Excerpts of pointing data:
::::::::::

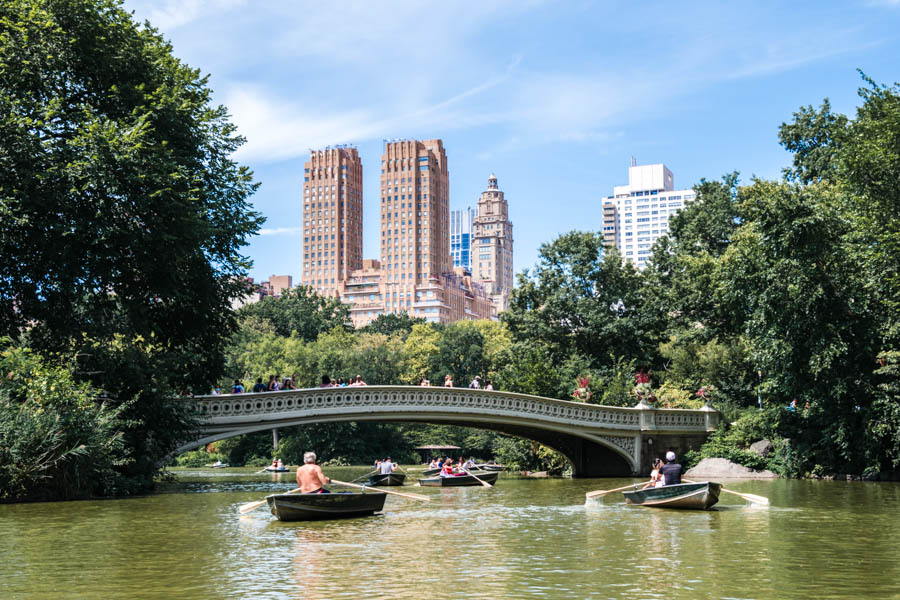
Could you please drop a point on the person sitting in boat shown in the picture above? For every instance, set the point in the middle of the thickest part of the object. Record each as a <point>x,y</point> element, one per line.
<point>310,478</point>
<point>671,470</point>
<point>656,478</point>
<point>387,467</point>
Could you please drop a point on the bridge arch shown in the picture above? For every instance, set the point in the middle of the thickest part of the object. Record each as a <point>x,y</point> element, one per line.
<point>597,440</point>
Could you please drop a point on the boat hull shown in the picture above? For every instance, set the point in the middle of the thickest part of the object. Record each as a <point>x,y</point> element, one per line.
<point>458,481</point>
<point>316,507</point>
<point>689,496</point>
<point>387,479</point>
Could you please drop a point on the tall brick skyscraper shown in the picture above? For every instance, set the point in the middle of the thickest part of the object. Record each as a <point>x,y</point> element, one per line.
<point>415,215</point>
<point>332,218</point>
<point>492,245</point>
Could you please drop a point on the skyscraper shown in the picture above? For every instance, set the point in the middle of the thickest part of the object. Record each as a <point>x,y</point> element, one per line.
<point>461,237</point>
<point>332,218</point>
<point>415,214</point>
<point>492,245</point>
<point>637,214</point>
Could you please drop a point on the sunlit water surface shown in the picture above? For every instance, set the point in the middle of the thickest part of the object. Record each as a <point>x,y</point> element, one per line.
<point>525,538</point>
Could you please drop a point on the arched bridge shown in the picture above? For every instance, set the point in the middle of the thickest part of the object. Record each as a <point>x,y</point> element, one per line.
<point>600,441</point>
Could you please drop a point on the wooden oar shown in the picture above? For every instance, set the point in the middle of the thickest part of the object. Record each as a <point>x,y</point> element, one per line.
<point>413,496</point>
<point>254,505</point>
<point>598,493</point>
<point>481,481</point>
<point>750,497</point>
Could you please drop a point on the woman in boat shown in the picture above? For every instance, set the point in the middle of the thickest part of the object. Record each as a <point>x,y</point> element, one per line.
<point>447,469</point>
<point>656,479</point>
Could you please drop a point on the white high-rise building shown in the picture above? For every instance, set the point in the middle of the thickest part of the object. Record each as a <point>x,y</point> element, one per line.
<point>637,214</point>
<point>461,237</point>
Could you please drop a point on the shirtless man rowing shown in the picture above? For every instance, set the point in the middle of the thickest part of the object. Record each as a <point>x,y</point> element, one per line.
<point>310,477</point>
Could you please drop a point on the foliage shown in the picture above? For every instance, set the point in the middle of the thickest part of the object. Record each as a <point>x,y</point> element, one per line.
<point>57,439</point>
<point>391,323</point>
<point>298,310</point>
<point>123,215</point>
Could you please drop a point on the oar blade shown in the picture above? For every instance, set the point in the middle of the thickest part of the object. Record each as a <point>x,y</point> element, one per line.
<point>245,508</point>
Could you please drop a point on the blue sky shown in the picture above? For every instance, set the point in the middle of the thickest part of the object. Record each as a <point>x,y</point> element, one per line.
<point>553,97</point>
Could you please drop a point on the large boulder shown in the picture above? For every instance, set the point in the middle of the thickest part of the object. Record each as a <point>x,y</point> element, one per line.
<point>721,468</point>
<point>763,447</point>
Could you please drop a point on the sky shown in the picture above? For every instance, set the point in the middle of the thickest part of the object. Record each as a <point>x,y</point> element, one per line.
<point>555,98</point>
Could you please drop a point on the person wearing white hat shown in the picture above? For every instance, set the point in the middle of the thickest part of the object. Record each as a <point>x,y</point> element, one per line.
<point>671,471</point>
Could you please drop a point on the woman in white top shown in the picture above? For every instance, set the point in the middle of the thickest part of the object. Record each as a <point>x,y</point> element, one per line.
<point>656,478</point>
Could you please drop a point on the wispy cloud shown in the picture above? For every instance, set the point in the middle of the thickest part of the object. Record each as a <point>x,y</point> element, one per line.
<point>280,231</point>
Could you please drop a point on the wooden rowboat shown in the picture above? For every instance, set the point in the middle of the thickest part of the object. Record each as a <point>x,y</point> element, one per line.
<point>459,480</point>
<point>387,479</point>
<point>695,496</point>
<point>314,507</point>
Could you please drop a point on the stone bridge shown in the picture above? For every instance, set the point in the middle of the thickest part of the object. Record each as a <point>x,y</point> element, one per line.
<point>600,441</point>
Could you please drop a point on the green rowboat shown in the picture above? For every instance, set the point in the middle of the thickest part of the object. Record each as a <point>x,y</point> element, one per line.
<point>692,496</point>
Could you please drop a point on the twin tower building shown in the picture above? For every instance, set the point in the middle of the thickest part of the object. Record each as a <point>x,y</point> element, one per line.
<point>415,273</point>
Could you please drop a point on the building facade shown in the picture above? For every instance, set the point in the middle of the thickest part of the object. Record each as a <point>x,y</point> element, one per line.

::::::::::

* PROBLEM TO SOLVE *
Substitute "cloudless sky" for "blue sky" in the stretch from the line containing "Could you please drop a point on the oar" through the line containing "<point>763,447</point>", and reproduce those lines with everything else unchanged.

* EXERCISE RESPONSE *
Could you please drop a point on the oar blade shown in the picture above? For every instance, set the point in the middle of the thickest part of the object. Record each as a <point>x,y</point> element, one per line.
<point>245,508</point>
Could you please drop a point on the cloudless sky shown in the picture above? For every instance, set the point in the middle of the thickest part of the object. Record each as a <point>x,y</point> element, one per line.
<point>553,97</point>
Could you please drop a point on the large boulder shown in the picture above? For every instance, set the point in the middle of the thickest part of the object. Record each as a <point>x,y</point> element, one per line.
<point>721,468</point>
<point>763,447</point>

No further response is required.